* _THE REQUEST_:
In the stretch from the line containing "Mark the brick" through the end of the records, substitute "title row" for every "header row" and give those lines again, otherwise unchanged and without the pictures.

* _DATASET ENTRIES_:
====
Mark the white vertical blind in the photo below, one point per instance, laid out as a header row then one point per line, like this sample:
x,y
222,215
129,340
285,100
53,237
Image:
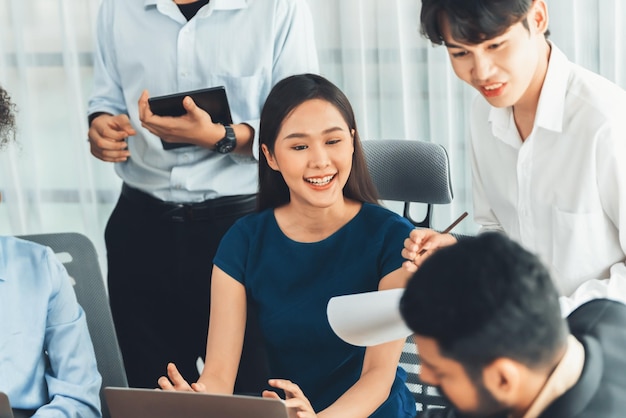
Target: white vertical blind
x,y
400,86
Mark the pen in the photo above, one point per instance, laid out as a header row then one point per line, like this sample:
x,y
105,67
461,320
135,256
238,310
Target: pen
x,y
448,229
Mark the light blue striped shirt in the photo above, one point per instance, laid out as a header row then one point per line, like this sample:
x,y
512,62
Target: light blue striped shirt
x,y
47,360
245,45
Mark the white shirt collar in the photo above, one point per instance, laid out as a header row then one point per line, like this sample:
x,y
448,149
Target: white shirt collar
x,y
550,110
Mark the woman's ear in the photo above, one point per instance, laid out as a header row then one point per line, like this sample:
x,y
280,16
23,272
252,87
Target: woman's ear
x,y
352,133
271,161
538,17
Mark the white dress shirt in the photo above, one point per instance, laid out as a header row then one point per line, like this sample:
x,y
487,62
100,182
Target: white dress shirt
x,y
562,192
245,45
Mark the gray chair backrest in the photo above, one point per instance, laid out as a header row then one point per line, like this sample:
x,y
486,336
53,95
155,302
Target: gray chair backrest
x,y
80,259
410,171
426,396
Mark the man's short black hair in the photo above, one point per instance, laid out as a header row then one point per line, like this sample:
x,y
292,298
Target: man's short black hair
x,y
472,21
7,118
484,298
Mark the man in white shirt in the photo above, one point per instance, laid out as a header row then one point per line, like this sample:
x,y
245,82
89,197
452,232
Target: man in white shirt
x,y
176,204
548,145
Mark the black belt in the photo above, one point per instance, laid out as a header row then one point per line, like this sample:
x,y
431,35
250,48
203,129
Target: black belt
x,y
231,206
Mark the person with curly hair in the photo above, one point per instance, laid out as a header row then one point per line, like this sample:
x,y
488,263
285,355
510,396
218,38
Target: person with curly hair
x,y
7,118
45,345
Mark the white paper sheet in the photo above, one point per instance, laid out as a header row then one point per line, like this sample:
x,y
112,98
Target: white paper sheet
x,y
366,319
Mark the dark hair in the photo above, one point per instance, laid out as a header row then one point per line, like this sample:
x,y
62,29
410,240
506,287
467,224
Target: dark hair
x,y
483,298
7,118
472,21
286,95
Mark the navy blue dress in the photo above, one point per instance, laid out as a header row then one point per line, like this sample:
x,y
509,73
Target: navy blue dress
x,y
291,283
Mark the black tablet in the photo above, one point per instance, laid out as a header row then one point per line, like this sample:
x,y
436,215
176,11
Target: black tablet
x,y
212,100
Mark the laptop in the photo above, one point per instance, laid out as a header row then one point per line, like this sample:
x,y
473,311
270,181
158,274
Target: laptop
x,y
152,403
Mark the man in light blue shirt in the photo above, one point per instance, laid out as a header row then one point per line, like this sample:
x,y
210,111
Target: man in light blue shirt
x,y
176,204
47,363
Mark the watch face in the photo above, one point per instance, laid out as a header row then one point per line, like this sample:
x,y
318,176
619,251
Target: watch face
x,y
225,146
228,143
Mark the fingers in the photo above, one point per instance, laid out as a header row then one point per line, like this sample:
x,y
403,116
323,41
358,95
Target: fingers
x,y
107,137
144,107
420,244
295,398
290,388
174,380
270,394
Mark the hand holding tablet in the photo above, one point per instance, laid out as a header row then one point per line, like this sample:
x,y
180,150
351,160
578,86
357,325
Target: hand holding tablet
x,y
212,100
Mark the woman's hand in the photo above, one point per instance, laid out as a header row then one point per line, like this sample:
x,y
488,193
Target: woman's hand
x,y
174,381
295,399
420,244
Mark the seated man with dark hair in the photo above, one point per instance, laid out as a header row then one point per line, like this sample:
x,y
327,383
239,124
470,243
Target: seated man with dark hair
x,y
490,335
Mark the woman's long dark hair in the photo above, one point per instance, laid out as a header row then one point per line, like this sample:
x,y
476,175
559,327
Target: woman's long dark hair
x,y
286,95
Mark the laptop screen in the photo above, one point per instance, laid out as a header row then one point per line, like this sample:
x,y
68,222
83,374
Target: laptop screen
x,y
151,403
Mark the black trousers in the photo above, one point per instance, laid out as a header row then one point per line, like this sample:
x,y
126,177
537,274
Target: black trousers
x,y
160,258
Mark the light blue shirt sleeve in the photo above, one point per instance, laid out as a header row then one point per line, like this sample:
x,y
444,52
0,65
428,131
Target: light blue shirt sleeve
x,y
247,46
47,361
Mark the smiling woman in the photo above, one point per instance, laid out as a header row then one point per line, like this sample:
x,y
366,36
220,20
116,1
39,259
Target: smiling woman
x,y
319,233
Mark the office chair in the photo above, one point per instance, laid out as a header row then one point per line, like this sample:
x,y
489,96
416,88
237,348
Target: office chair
x,y
410,171
81,261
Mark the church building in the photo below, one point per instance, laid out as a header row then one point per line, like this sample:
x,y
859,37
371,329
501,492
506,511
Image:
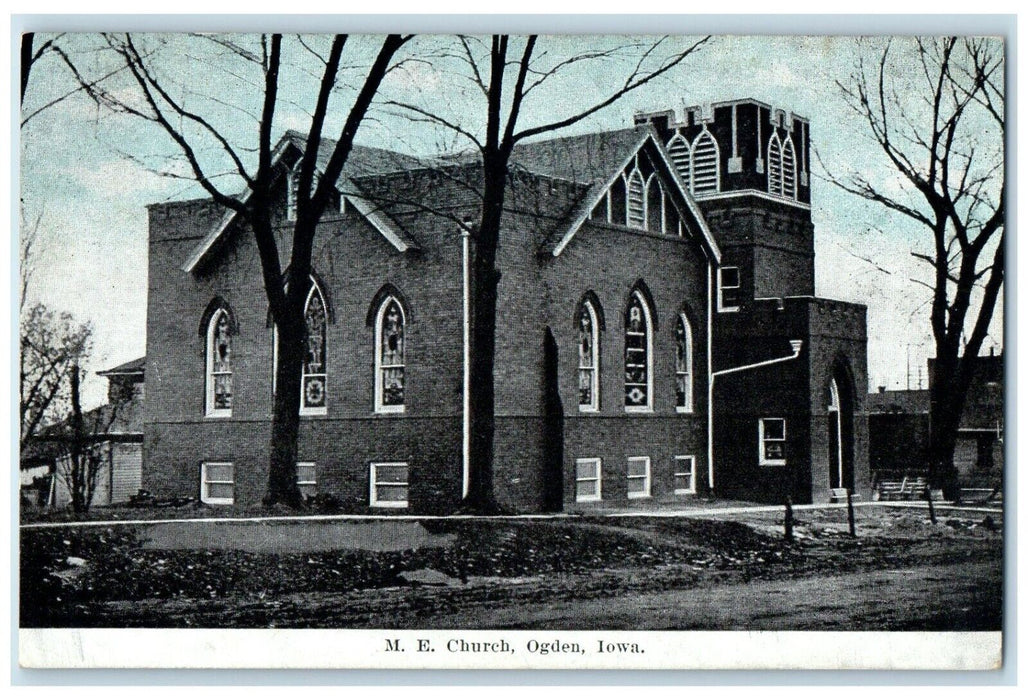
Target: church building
x,y
658,337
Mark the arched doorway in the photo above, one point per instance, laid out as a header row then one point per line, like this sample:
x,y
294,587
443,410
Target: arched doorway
x,y
840,414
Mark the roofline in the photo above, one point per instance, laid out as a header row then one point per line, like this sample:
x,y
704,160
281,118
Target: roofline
x,y
598,190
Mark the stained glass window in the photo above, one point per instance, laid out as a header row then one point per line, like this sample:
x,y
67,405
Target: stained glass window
x,y
219,365
588,359
390,379
636,354
684,365
315,390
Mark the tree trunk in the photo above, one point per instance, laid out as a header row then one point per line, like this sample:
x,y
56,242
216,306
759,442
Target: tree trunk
x,y
485,282
282,487
553,428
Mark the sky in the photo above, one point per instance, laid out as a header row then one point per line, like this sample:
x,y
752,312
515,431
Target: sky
x,y
87,175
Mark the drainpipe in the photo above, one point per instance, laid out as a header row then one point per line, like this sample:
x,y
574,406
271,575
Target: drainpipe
x,y
797,346
466,432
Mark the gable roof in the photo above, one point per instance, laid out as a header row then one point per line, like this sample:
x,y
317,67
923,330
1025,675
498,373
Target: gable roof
x,y
363,160
596,159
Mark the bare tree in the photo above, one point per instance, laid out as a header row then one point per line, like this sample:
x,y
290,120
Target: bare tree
x,y
505,71
943,132
195,136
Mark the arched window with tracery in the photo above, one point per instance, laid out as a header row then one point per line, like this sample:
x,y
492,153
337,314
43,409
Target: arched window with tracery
x,y
678,149
684,365
219,364
638,355
390,363
588,331
705,164
774,166
314,400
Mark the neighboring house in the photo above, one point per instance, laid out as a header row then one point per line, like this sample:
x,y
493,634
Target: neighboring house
x,y
615,302
116,431
900,425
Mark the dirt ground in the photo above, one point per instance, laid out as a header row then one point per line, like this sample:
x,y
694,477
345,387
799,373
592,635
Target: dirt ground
x,y
729,572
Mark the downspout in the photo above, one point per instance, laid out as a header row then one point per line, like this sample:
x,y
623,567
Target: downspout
x,y
466,429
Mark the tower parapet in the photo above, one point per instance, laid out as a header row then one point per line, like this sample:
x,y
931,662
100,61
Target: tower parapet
x,y
739,146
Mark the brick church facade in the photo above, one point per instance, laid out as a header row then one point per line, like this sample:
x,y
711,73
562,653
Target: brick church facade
x,y
648,274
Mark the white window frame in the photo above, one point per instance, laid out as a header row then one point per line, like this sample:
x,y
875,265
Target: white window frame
x,y
722,307
314,467
581,498
209,408
647,478
648,408
678,458
688,373
761,440
204,484
304,409
373,480
379,316
592,407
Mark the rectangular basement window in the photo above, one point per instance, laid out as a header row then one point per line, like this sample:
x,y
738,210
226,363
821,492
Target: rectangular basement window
x,y
217,483
685,474
306,478
588,477
390,484
638,477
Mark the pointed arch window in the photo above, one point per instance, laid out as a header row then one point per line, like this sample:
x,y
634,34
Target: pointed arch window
x,y
774,166
705,164
588,329
681,154
314,400
390,362
684,365
638,355
788,169
219,364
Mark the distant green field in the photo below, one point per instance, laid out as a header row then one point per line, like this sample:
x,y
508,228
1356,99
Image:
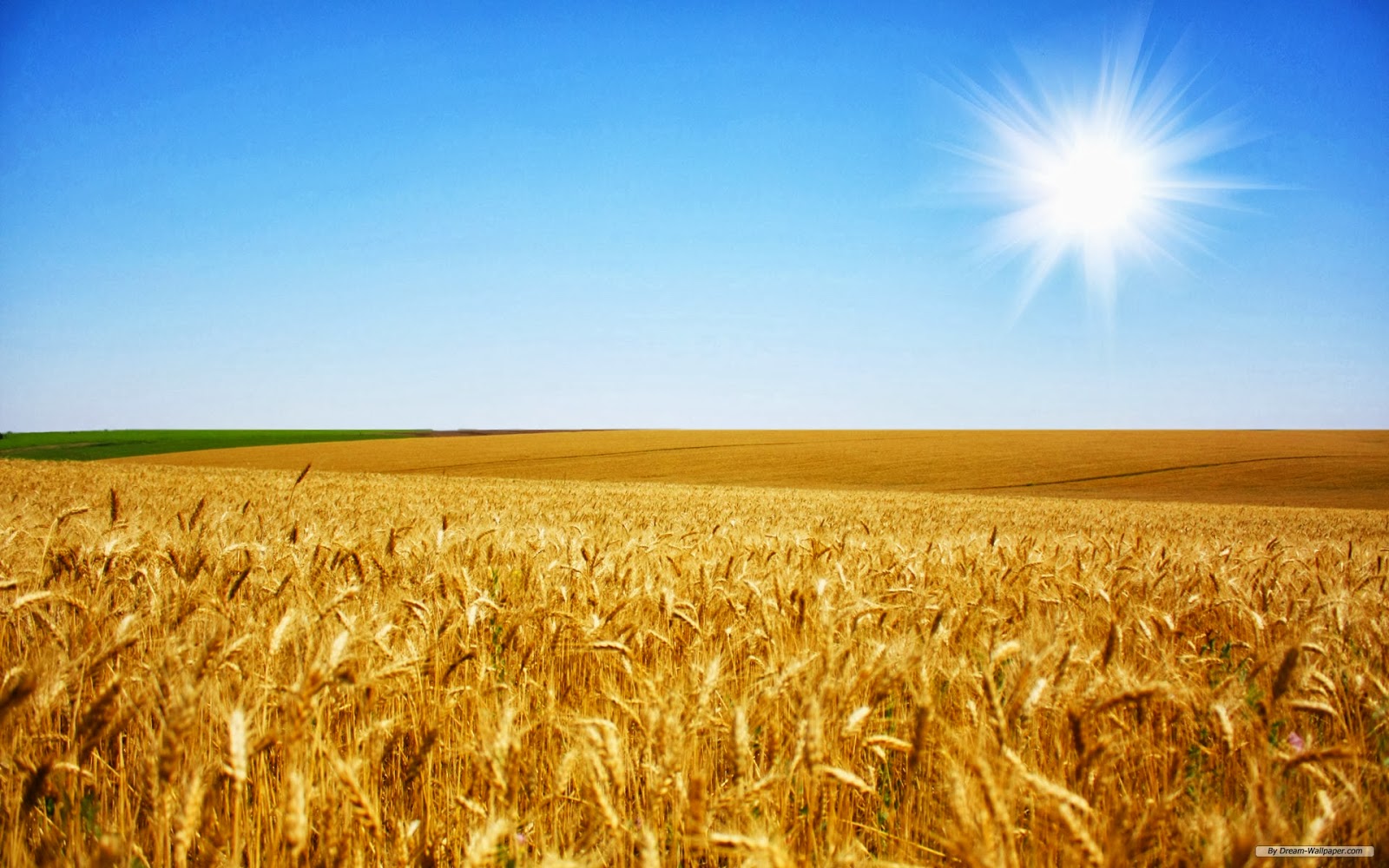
====
* _ANSWER TO THE PROBLEM_:
Mark the brick church facade in the photo above, one point per instance, laid out as a title row then one point per line, like this sample:
x,y
711,73
562,653
Target: brick church facade
x,y
648,274
Mark the white window frame in the photo above, one point per instance, laid out as a title row then one point per line, like this sample:
x,y
875,265
Target: white window frame
x,y
722,307
314,467
581,498
209,408
647,478
648,408
678,458
688,373
761,440
204,484
304,409
373,480
379,316
592,407
Mark the rectangular basement window in the photo above, one point per instance, laid out as a title row then one point per line, like this sample:
x,y
738,210
226,363
821,492
Target: rectangular basement window
x,y
217,483
685,474
306,478
588,477
390,484
638,477
Mark the pointed arch window in the photo above, one point per instance, laid out as a title row then one point per line, like this sample:
x,y
634,34
Target: pointed arch window
x,y
774,166
705,164
588,329
681,154
314,400
390,362
684,365
638,355
788,169
219,364
Mark the distant green field in the photo below, one point per instance, laid out as a title row then one point per line, like this sample:
x,y
508,228
1356,99
Image:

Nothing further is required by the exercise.